* Provided text *
- - - -

Our first movie this week is a movie that even I had never heard of until I started doing the research for the next movie I’m going to be talking about today. While I was verifying what I remember about that movie from its release in 1986, I discovered I was right and wrong about who distributed that, but happily discovered this film, which was produced by the same company as the other film, and happened to also be the only film distributed by the company who put it out into theatres, which in this case, was the company that produced it.
I’ll try to clear that up a bit.
In the early 1980s, a couple of would-be filmmakers, Robert Burge and Lou Wills, created a production company called Vandom International Pictures, in order to develop and produce independent feature films to be written and directed by Burge. In 1984, they would start production on their first film, an action film that was neither written nor directed by Burge, but if you have the chance to make a movie even if it’s not what you planned on doing first, you take it, because you never know if you’ll get another chance.

- - - -

* Records provided *
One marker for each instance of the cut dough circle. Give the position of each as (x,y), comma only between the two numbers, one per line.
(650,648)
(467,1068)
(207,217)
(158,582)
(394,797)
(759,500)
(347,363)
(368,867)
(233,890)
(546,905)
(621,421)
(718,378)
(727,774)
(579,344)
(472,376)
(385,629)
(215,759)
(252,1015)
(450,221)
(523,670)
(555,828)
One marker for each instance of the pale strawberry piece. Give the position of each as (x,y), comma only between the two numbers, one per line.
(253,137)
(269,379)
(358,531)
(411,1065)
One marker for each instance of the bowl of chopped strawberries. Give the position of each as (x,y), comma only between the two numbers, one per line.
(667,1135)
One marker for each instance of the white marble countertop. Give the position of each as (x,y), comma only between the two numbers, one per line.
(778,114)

- - - -

* The tasks *
A – Copy the lines of the records exactly, beginning with the line that contains "One marker for each instance of the white" and going through the last line of the records.
B – Write what comes next in the text about Vandom International Pictures and its first film.

* Exercise answers *
A –
One marker for each instance of the white marble countertop. Give the position of each as (x,y), comma only between the two numbers, one per line.
(778,114)

B –
The movie, written by former Dean Martin Show and Carol Burnett Show writer Robert Hilliard, was not the kind of movie one would expect from a former writer for Dean Martin and Carol Burnett. Entitled The Milkman, the story told the tale of a New York City district attorney who secretly runs a cocaine-smuggling ring down in Lone Star state. But when one of his nemesis from The Big Apple tries to move in on the operation, the DA quits his job and heads south to keep things intact. Despite their status as first time filmmakers, Burge and Wills were able to sign a couple of name actors to appear in their film. Vince Edwards, best known for his six year run as Dr. Ben Casey on television, would be cast as the DA, while character actor Paul L. Smith, who memorably appeared as Bluto in Robert Altman’s musical version of Popeye, played the gangster who wants to muscle in on the drug operation.
Directed by first-time director Douglas F. Oneans, The Milkman would shoot throughout the Beaumont TX region for four weeks during June and July of 1984. And sometime during post-production, Burge and Wills would change the name of the movie to Sno-Line. That’s Sno, S N O, dash, line. You know, because cocaine.
Along with the new title would come a new teaser poster that would be sent to theatres in hopes of securing some theatrical runs. The poster would belie the main storyline for the movie, by concentrating on four of the supporting characters, making it look like some kind of cross between Miami Vice and some mid-70s pre Smokey and the Bandit Burt Reynolds movie like W.W. and the Dixie Dancekings. And this is the actual tagline used on the poster:
Frankie wanted fast cars and women.
Victor wanted a fix.
Michael wanted revenge.
And Eddie had a plan.
But it meant taking it on the SNO-LINE.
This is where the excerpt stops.